== What you will do ==
Skip the pictures. Transcribe the rest of the data below without changing a word.

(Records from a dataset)
----------------------------------------

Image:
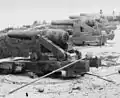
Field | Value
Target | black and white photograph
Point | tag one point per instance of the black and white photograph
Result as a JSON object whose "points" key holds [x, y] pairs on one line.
{"points": [[59, 49]]}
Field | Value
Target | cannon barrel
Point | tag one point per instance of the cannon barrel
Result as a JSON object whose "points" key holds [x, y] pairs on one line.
{"points": [[64, 22], [57, 36]]}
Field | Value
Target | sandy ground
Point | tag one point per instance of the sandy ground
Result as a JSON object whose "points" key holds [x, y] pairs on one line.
{"points": [[81, 87]]}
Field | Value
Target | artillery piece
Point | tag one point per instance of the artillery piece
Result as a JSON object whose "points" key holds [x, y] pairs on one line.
{"points": [[42, 52], [103, 23], [84, 31]]}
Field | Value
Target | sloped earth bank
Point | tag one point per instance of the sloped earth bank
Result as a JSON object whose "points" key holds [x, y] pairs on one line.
{"points": [[82, 87]]}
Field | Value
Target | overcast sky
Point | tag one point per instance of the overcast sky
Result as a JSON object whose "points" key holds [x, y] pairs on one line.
{"points": [[20, 12]]}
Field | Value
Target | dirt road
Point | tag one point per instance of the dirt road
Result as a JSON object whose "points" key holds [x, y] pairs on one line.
{"points": [[81, 87]]}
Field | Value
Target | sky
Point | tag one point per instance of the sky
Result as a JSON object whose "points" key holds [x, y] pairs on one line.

----------------------------------------

== Expected output ==
Image:
Field | Value
Target | black and white photograph
Point | tag one point per instance of the black and white photograph
Result as a JSON object whose "points" key holds [x, y] pairs on one line.
{"points": [[59, 49]]}
Field | Value
Target | cannon barrel
Point | tag one point per instance of the cannon barrel
Result as a JSON object whose "points" key holds [x, y] pairs on one line.
{"points": [[64, 22], [57, 36]]}
Field | Value
Target | sandy ground
Point | tag one point per instance of the sandy ground
Result as a JSON object whose "points" key holds [x, y] pairs on one line.
{"points": [[81, 87]]}
Field | Value
Target | artillery piece
Point | tag one point per instance of the artillery piece
Result as a JSON object whose "points" key holds [x, y] pairs on one line.
{"points": [[42, 52], [103, 23], [84, 31]]}
Field | Value
Target | sloped earth bank
Point | tag one point per instance of the sloped earth bank
Result as a JSON object whose "points" key holds [x, y] pairs on one line.
{"points": [[82, 87]]}
Field | Value
Target | overcast sky
Point | tag one point per instance of the overcast sky
Result as a JSON object whose "points" key holds [x, y] pairs on one line.
{"points": [[20, 12]]}
Field | Value
Target | dirt road
Point | tag one point per instance of the dirt road
Result as a JSON object whose "points" key holds [x, y] pairs on one line.
{"points": [[81, 87]]}
Field | Value
Target | sky
Point | tag one point per instance of the sky
Result as a JSON object whose "points" key holds [x, y] pairs on one line.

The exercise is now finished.